*Page excerpt*
##############################
You can’t really help it if you become a destination location. That happens. The question for me has always been if you become a destination location and you don’t take care of your regulars and you chase them off, what are you going to do when you’re not the it spot anymore? We really try to stick to the idea of being a neighborhood bar. We don’t want to be that it spot; we just want to be that local bar that everyone likes to come hang out in and be around for a long time.

This place has great beers, from the cheap to the hard-to-find exports. What are some of your recommendations?
##############################
*Given data*
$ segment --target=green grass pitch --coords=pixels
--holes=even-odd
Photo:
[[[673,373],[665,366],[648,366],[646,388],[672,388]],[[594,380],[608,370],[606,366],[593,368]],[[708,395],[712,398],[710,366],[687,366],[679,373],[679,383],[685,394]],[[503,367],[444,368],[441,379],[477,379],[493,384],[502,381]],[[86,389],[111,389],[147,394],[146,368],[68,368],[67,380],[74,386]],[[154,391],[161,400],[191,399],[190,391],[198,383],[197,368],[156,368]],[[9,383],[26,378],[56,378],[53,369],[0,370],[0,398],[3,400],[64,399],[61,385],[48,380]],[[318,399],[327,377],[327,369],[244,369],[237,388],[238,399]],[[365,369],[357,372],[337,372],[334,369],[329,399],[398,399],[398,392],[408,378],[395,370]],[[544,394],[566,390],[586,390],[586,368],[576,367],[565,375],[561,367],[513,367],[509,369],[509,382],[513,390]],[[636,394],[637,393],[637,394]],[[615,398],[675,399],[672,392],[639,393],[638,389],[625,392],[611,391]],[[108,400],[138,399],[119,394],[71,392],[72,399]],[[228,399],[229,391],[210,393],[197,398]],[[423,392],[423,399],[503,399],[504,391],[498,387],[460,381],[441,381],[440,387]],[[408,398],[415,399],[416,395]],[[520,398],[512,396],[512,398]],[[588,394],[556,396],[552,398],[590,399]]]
##############################
*Written instruction 1*
In the bar interview excerpt, what does the speaker want the place to be instead of the "it spot"?
*Written instruction 2*
Render this sentence from the bar interview excerpt in Spanish: "We really try to stick to the idea of being a neighborhood bar."

*Complete output 1*
A local bar that everyone likes to come hang out in and be around for a long time.

*Complete output 2*
Realmente intentamos mantenernos fieles a la idea de ser un bar de barrio.